**YOUR OBJECTIVE**
An exact transcript of all the records is required, with nothing left out.

Referring expression data

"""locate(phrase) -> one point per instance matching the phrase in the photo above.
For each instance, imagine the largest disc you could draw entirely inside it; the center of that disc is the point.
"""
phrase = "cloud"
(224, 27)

**RESPONSE TO THIS TASK**
"""locate(phrase) -> one point per instance matching the phrase in the photo above.
For each instance, imagine the largest disc you could draw entirely inside it; the center of that disc is the point.
"""
phrase = "cloud"
(224, 27)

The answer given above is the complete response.